## Request
Please restate the following records word for word.

Records from a data collection:

☆ ☆ ☆ ☆ ☆ ☆ ☆

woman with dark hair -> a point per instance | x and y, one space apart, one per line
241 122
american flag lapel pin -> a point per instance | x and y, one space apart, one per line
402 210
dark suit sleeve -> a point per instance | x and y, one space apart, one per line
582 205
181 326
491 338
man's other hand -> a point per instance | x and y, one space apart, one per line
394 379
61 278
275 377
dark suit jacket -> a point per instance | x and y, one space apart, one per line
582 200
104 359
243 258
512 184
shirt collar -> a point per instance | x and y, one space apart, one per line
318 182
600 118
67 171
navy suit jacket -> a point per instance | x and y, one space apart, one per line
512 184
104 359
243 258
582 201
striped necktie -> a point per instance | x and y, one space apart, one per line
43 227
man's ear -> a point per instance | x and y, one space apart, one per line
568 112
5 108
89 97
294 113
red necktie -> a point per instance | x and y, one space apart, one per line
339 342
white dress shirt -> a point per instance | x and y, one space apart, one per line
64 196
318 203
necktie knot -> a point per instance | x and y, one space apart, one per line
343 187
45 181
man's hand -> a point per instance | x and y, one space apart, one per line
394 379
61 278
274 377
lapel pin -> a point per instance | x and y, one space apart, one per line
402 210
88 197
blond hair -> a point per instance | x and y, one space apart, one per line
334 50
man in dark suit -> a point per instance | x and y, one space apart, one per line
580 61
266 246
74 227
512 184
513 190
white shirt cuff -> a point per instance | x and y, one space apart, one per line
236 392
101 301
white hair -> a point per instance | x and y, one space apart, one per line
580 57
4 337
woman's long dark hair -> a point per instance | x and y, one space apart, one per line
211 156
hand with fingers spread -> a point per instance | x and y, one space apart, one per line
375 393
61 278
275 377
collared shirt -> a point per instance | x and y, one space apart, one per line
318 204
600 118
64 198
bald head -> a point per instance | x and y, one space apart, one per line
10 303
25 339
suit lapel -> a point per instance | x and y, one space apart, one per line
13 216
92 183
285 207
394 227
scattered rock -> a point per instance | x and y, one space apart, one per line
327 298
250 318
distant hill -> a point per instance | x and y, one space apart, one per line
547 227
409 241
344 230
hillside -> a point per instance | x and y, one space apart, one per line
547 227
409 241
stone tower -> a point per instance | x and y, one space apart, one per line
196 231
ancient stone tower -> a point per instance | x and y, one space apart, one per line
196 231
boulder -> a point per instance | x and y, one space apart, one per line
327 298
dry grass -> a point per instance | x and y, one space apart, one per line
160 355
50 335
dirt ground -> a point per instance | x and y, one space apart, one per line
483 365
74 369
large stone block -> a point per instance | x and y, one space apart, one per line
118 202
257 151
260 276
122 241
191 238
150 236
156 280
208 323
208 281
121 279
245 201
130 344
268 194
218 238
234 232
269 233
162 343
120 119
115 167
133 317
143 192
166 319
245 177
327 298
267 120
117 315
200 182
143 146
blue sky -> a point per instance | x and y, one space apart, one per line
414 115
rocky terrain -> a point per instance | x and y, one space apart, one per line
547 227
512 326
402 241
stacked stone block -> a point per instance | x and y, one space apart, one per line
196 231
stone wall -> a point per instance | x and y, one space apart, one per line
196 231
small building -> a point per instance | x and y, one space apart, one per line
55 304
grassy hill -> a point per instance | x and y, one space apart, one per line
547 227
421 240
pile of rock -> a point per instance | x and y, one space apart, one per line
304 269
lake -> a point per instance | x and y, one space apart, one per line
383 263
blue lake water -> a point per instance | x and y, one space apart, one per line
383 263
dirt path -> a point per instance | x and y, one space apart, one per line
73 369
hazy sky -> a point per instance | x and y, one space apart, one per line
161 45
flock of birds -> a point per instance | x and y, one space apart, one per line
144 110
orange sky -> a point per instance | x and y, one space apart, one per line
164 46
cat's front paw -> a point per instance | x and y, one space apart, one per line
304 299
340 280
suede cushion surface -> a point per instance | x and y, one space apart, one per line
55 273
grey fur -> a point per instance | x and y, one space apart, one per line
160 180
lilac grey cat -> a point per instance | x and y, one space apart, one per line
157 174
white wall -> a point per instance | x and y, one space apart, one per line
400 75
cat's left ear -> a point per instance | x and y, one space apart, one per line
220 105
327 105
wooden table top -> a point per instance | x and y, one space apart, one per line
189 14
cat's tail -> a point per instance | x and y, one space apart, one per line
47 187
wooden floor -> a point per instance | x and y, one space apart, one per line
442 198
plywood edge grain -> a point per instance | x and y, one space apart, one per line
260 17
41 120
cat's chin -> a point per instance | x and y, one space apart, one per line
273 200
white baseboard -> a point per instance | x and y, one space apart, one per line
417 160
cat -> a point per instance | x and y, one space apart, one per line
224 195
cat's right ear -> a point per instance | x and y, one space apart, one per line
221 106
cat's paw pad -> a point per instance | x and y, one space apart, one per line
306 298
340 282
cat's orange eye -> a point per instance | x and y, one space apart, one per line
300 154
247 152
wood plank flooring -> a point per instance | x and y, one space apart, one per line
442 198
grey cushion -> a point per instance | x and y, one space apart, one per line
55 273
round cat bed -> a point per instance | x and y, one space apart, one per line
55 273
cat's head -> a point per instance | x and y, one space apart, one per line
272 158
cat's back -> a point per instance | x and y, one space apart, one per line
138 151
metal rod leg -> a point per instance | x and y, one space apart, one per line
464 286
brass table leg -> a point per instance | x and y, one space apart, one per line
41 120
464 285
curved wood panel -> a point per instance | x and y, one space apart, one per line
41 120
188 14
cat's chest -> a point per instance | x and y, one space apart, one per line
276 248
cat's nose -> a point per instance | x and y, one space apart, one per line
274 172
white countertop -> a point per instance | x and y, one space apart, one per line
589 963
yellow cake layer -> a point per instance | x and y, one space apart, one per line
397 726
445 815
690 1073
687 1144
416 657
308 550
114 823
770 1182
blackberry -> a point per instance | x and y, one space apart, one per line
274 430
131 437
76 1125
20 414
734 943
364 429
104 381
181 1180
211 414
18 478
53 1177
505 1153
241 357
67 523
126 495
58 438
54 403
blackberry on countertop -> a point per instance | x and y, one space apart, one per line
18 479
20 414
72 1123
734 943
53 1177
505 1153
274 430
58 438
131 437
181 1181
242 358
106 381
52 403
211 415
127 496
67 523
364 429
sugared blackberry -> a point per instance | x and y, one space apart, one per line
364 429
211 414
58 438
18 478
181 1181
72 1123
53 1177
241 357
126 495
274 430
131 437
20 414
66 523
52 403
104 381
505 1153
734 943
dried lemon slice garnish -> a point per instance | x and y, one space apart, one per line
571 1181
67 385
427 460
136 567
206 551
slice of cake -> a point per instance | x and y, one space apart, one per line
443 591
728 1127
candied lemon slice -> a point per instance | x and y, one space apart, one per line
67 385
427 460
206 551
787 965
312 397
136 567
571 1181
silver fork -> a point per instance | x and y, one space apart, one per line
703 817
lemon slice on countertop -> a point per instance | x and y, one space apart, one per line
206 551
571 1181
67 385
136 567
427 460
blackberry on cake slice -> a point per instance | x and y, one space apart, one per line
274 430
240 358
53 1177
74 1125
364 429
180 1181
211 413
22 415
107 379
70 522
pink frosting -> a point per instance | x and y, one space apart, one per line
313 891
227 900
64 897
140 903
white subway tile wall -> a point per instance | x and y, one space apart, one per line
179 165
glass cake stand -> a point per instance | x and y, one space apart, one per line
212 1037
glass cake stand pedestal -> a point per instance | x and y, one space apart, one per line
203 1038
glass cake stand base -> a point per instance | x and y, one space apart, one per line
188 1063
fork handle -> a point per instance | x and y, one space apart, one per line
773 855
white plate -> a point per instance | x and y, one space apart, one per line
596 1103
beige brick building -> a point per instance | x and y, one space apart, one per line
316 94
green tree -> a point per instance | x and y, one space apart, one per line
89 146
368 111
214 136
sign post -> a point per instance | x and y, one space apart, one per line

☆ ☆ ☆ ☆ ☆ ☆ ☆

## Result of the task
woman with dark hair -> a point per instance | x and y, one space apart, one per line
241 122
american flag lapel pin -> a point per instance | x and y, one space apart, one per line
402 210
dark suit sleeve -> a point per instance | x and y, one space apart, one per line
582 205
181 326
491 338
man's other hand -> a point per instance | x and y, one space apart, one per line
394 379
61 278
275 377
dark suit jacket -> a point per instance | x and y, one space apart, one per line
582 200
104 359
243 258
512 184
shirt collar -> a point per instance | x and y, one space apart, one per line
318 182
600 118
67 171
navy suit jacket -> a point per instance | x and y, one space apart, one per line
512 184
104 359
243 258
582 201
striped necktie -> a point per instance | x and y, one space apart, one per line
43 227
man's ear -> a point per instance | x and y, one space apart, one per line
568 112
5 108
89 97
294 113
red necktie -> a point per instance | x and y, one space apart, one per line
339 342
white dress shirt -> a point per instance | x and y, one space apart, one per line
64 196
318 203
necktie knot -> a point per instance | x and y, one space apart, one per line
343 187
45 181
man's hand -> a point per instance | x and y, one space apart, one per line
394 379
61 278
274 377
lapel pin -> a point per instance | x and y, one space apart, one per line
402 210
88 197
blond hair -> a point per instance | x and y, one space apart, one per line
334 50
man in dark suit -> a point per instance | x and y, one space apart, one per line
580 61
266 246
74 227
512 184
513 190
white shirt cuff -> a point per instance | x and y, one space apart, one per line
236 392
101 301
white hair -> a point per instance | x and y, one space apart, one per line
580 57
4 337
woman's long dark hair -> a point per instance | x and y, one space apart, one per line
211 156
hand with fingers spread -> a point per instance | x and y, one space apart, one per line
375 393
61 278
275 377
collared shirt -> a point per instance | x and y, one space apart, one per line
318 204
600 118
64 198
bald head -> a point per instance | x and y, one space apart, one per line
10 303
25 339
suit lapel -> a point per instance | x and y, one space apart, one per line
13 216
92 183
285 207
394 227
scattered rock -> a point per instance | x and y, one space apart, one per line
327 298
250 318
distant hill -> a point per instance | x and y, one space apart, one per line
547 227
409 241
344 230
hillside -> a point per instance | x and y, one space apart, one per line
547 227
409 241
stone tower -> a point per instance | x and y, one space apart, one per line
196 231
ancient stone tower -> a point per instance | x and y, one space apart, one per line
196 231
boulder -> a point per instance | x and y, one space apart, one per line
327 298
dry grass -> a point per instance | x and y, one space apart, one per line
160 355
50 335
dirt ground -> a point per instance | x and y, one space apart, one per line
483 365
74 369
large stone block -> a point per instance | x and y, one space apart, one per line
118 202
257 151
260 276
122 241
191 238
150 236
156 280
208 323
208 281
121 279
245 201
130 344
268 194
218 238
234 232
269 233
162 343
120 119
115 167
133 317
143 192
166 319
245 177
327 298
267 120
117 315
200 182
143 146
blue sky -> a point per instance | x and y, one space apart, one per line
414 115
rocky terrain -> a point per instance | x and y, one space apart, one per line
547 227
512 326
402 241
stacked stone block -> a point per instance | x and y, one space apart, one per line
196 231
stone wall -> a point per instance | x and y, one space apart, one per line
196 231
small building -> a point per instance | x and y, one space apart, one per line
55 304
grassy hill -> a point per instance | x and y, one space apart, one per line
547 227
421 240
pile of rock -> a point per instance | x and y, one space apart, one per line
304 269
lake -> a point per instance | x and y, one space apart, one per line
383 263
blue lake water -> a point per instance | x and y, one space apart, one per line
383 263
dirt path -> a point per instance | x and y, one space apart, one per line
73 369
hazy sky -> a point per instance | x and y, one space apart, one per line
161 45
flock of birds -> a point per instance | x and y, one space apart, one per line
144 110
orange sky -> a point per instance | x and y, one space apart, one per line
164 46
cat's front paw -> a point per instance | x and y, one space apart, one per line
304 299
340 280
suede cushion surface -> a point per instance | x and y, one space apart, one per line
55 273
grey fur -> a point per instance | x and y, one space apart, one per line
160 180
lilac grey cat -> a point per instance | x and y, one space apart, one per line
157 174
white wall -> a point per instance | x and y, one space apart, one per line
400 75
cat's left ear -> a point per instance | x and y, one space apart, one per line
220 105
327 105
wooden table top -> a point per instance | x and y, one space apart, one per line
189 14
cat's tail -> a point per instance | x and y, one space apart, one per line
47 187
wooden floor -> a point per instance | x and y, one space apart, one per line
442 198
plywood edge grain -> a point per instance | x and y, one space apart, one per line
260 17
41 120
cat's chin -> a point per instance | x and y, one space apart, one per line
273 200
white baseboard -> a point per instance | x and y, one space apart, one per line
417 160
cat -> a point per instance | x and y, one space apart, one per line
224 195
cat's right ear -> a point per instance | x and y, one space apart, one per line
221 106
cat's paw pad -> a point per instance | x and y, one space apart, one per line
306 298
340 282
cat's orange eye -> a point per instance | x and y, one space apart, one per line
300 154
247 152
wood plank flooring -> a point per instance | x and y, one space apart, one per line
442 198
grey cushion -> a point per instance | x and y, one space apart, one per line
55 273
round cat bed -> a point per instance | x and y, one space apart, one per line
55 273
cat's head -> a point per instance | x and y, one space apart, one per line
272 158
cat's back -> a point per instance | x and y, one space apart, one per line
138 151
metal rod leg -> a point per instance | x and y, one space apart, one per line
464 286
brass table leg -> a point per instance | x and y, one space apart, one per line
41 120
464 285
curved wood panel -> a point per instance | x and y, one space apart, one per line
41 120
188 14
cat's chest -> a point per instance | x and y, one space apart, one per line
276 248
cat's nose -> a point per instance | x and y, one space apart, one per line
274 172
white countertop -> a point per instance | x and y, one space apart, one per line
589 963
yellow cake layer -> a point per instance | x and y, one space apart, one per line
397 726
445 815
690 1073
687 1144
416 657
308 550
114 823
770 1182
blackberry -> a point per instance | x and y, one space apart, one per line
274 430
131 437
76 1125
20 414
734 943
364 429
104 381
181 1180
211 414
18 478
53 1177
505 1153
241 357
67 523
126 495
58 438
54 403
blackberry on countertop -> a point per instance | x and y, one space apart, one per line
18 479
20 414
72 1123
734 943
53 1177
505 1153
274 430
58 438
131 437
181 1181
242 358
106 381
52 403
211 415
127 496
67 523
364 429
sugared blackberry -> a point per instance | x and y, one space apart, one per line
364 429
211 414
58 438
18 478
181 1181
72 1123
53 1177
241 357
126 495
274 430
131 437
20 414
66 523
52 403
104 381
505 1153
734 943
dried lemon slice garnish -> a point per instance | x and y, one space apart, one per line
571 1181
67 385
427 460
136 567
206 551
slice of cake -> a point per instance | x and y, one space apart, one per line
443 591
728 1127
candied lemon slice -> a point per instance | x and y, one space apart, one per line
67 385
427 460
206 551
787 965
312 397
136 567
571 1181
silver fork -> a point per instance | x and y, one space apart, one per line
703 817
lemon slice on countertop -> a point per instance | x and y, one space apart, one per line
206 551
571 1181
67 385
136 567
427 460
blackberry on cake slice -> a point per instance | x and y, one space apart, one per line
274 430
240 358
53 1177
74 1125
364 429
180 1181
211 413
22 415
107 379
70 522
pink frosting -> a point per instance | x and y, one space apart, one per line
313 891
227 900
64 897
140 903
white subway tile wall -> a point per instance | x and y, one space apart, one per line
179 165
glass cake stand -> a point per instance | x and y, one space apart, one per line
212 1037
glass cake stand pedestal -> a point per instance | x and y, one space apart, one per line
203 1038
glass cake stand base -> a point per instance | x and y, one space apart, one per line
188 1063
fork handle -> a point per instance | x and y, one space apart, one per line
773 855
white plate -> a point per instance | x and y, one space apart, one per line
596 1103
beige brick building -> a point per instance | x and y, one space apart, one per line
316 94
green tree -> a point per instance | x and y, one space apart, one per line
89 146
368 111
214 136
sign post -> a point per instance | x and y, one space apart, one per line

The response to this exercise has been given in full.